_Questions_:
A. Decide whether each statement agrees with the profile of Foloker Folarin-Coker: (i) Folarin-Coker graduated with a master's degree in petroleum law; (ii) she launched the Tiffany Amber label in 1996; (iii) she won the "Designer of the Year" award at New York Fashion Week. Answer yes or no for each and quote the deciding words of the profile.
B. Proceed with the profile of Foloker Folarin-Coker, starting after its final sentence.

***** Text excerpt

Foloker Folarin-Coker is not a name that is as famous as some within the world of fashion, but she has created an African fashion label that has not only proved hugely popular within the continent, but has begun to attract attention from further afield. Folarin-Coker has already achieved many firsts for an African fashion designer, and is determined to build her label into something even greater.

Self-taught Success

Foloker Folarin-Coker was born in Lagos, Nigeria in 1974, and at a young age she went to Switzerland and the UK in order to further her education. Folarin-Coker eventually graduated with a master’s degree in petroleum law, and returned to Nigeria in 1996. While her education seemed to be leading to a career in law, her real passion was in fashion, and despite having no background in the competitive industry, she created a small collection of her own designs upon her return home.

By 1998, Folarin-Coker had launched her label, Tiffany Amber, and the label has gone on to become one of Nigeria’s most popular fashion brands. The label’s domestic success led to 4 stand-alone stores in Lagos and Abuja, and Folarin-Coker became the first winner of the “Designer of the Year” award at African Fashion Week in 2009.

However, it is not just in the domestic market in which the Tiffany Amber line has proved popular, as Folarin-Coker was invited to showcase her designs at the New York Fashion Week in 2008. Her collection was met with such praise that she was invited back the following week, becoming the first ever African designer to present a range twice at the prestigious event.

**********
***** Exercise data

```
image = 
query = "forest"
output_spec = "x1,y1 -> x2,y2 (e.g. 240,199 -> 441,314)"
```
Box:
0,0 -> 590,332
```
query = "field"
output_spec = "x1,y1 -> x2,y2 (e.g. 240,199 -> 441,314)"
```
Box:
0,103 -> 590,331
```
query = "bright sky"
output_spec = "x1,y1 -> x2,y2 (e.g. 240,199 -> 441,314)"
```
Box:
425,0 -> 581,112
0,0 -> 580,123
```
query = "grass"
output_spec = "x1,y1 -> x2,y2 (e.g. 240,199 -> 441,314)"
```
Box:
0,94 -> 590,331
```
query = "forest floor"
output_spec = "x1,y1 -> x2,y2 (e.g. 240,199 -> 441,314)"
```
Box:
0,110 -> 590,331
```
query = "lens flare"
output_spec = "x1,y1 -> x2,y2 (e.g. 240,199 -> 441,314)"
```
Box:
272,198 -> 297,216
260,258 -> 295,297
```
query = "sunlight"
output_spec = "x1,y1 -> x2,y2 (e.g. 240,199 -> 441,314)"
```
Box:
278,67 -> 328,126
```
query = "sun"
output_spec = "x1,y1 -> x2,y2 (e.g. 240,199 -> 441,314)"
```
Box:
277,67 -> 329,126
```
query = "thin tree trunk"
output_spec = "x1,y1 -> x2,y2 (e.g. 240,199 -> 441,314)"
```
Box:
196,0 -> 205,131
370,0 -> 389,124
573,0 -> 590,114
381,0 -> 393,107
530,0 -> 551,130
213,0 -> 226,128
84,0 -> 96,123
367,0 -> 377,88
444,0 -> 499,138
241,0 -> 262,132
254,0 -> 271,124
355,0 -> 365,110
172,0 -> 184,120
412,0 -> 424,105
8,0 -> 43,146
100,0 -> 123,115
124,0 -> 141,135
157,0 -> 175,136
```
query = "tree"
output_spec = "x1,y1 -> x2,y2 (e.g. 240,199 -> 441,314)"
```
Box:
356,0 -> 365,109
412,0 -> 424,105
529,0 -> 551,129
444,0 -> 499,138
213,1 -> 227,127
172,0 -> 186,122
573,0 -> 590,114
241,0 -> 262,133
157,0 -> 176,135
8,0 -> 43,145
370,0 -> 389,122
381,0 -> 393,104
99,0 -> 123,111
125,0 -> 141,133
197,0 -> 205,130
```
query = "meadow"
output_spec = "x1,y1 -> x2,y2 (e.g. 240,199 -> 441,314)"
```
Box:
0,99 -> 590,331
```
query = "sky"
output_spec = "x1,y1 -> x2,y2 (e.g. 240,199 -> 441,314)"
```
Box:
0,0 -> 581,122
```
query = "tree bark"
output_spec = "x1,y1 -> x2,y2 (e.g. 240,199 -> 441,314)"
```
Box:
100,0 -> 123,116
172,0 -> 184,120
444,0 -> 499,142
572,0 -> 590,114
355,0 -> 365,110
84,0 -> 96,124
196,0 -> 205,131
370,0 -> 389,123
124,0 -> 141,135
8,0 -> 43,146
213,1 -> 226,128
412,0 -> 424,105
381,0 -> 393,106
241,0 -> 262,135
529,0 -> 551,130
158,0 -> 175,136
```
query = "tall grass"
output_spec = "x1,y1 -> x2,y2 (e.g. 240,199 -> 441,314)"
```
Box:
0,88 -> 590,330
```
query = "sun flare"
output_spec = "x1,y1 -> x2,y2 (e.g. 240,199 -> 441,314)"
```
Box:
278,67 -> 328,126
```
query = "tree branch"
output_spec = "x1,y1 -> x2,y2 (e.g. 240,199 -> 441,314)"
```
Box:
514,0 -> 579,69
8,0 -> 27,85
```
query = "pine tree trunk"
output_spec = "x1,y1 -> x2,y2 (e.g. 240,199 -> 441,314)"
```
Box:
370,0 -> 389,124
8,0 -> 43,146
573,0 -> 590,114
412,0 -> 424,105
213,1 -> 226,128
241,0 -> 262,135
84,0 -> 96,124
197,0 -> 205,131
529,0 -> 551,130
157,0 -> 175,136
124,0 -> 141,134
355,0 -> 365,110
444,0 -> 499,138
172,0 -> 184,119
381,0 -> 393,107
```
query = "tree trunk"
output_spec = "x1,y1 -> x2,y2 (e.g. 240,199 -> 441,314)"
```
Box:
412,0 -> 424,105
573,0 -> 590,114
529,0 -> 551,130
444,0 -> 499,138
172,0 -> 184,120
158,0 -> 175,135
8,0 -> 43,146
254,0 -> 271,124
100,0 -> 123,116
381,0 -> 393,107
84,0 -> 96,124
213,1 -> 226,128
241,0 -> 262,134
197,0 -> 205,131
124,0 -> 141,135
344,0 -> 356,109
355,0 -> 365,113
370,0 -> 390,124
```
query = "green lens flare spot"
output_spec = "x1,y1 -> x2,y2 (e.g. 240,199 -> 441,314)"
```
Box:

**********

_Answers by task_:
A.
(i) Yes: "Folarin-Coker eventually graduated with a master’s degree in petroleum law"
(ii) No: "By 1998, Folarin-Coker had launched her label, Tiffany Amber"
(iii) No: "Folarin-Coker became the first winner of the “Designer of the Year” award at African Fashion Week in 2009"

B.
Continued Expansion

Folarin-Coker continued to innovate after her breakthrough into international recognition, and in 2008 she launched two new ranges within her company. TAN by Tiffany Amber is a diffusion line that was launched alongside Folake Folarin, which is a couture line

In 2013, Forbes magazine listed Folake-Folarin as one of Africa’s 20 Young Power Women, and by 2014, the self-taught designer had staged more than 60 fashion shows at home and abroad.

Another line, Tiffany Amber Living, was added to her burgeoning portfolio, and Folarin-Coker says that her success was based on the principle of reinvention without changing the core of the brand. The designer explained, “Continuously reinvent yourself but don’t change the DNA of the brand’ –that’s what I believe, everyone knowing what the Tiffany Amber look is, is what has kept us.”

As the designs continue to prove popular and her range continues to grow, Folarin-Coker is determined to create a brand that remains iconic long after she is no longer around. She has said that her ethos is to work for the future as opposed to the present, and she has a firm belief in the talent within the Nigerian fashion industry.

As she continues to look forwards, Folarin-Coker says that her goal is to “have a presence all over Africa and ultimately every major city of the world.” Only time will tell whether these grand designs for the future are achieved, but thus far her goals have certainly been met with success.